>> start AVAILABLE DATA

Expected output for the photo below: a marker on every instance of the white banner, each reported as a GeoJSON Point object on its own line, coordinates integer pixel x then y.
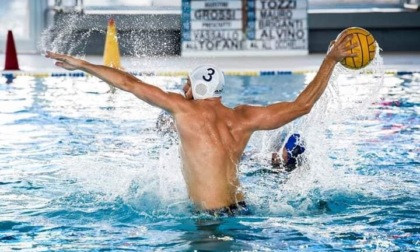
{"type": "Point", "coordinates": [280, 14]}
{"type": "Point", "coordinates": [276, 24]}
{"type": "Point", "coordinates": [216, 4]}
{"type": "Point", "coordinates": [216, 34]}
{"type": "Point", "coordinates": [216, 14]}
{"type": "Point", "coordinates": [281, 34]}
{"type": "Point", "coordinates": [213, 45]}
{"type": "Point", "coordinates": [275, 45]}
{"type": "Point", "coordinates": [280, 4]}
{"type": "Point", "coordinates": [216, 25]}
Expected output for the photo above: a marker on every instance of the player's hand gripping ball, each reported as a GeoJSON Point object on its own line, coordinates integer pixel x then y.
{"type": "Point", "coordinates": [366, 50]}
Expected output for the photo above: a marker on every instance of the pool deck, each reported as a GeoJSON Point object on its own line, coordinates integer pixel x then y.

>> end AVAILABLE DATA

*WHAT YOU SHOULD DO*. Please output all of the records above line for line, without the pictures.

*ANSWER BELOW*.
Expected output for the photo below: a marker on every instance of the white banner, each reported as a GeoJSON Point object on its own line, coordinates integer pixel x then y.
{"type": "Point", "coordinates": [280, 14]}
{"type": "Point", "coordinates": [276, 24]}
{"type": "Point", "coordinates": [216, 4]}
{"type": "Point", "coordinates": [216, 34]}
{"type": "Point", "coordinates": [216, 14]}
{"type": "Point", "coordinates": [281, 34]}
{"type": "Point", "coordinates": [213, 45]}
{"type": "Point", "coordinates": [275, 45]}
{"type": "Point", "coordinates": [280, 4]}
{"type": "Point", "coordinates": [216, 25]}
Expected output for the photo above: a marker on every instance of the player's hand gripping ball, each reported as a GeoJSON Point object on its own line, coordinates integer pixel x then y.
{"type": "Point", "coordinates": [366, 50]}
Expected output for the photo above: a marker on every instance of the pool deck, each reported as a GeoJSON Point object on its own line, coordinates integer pixel x then y.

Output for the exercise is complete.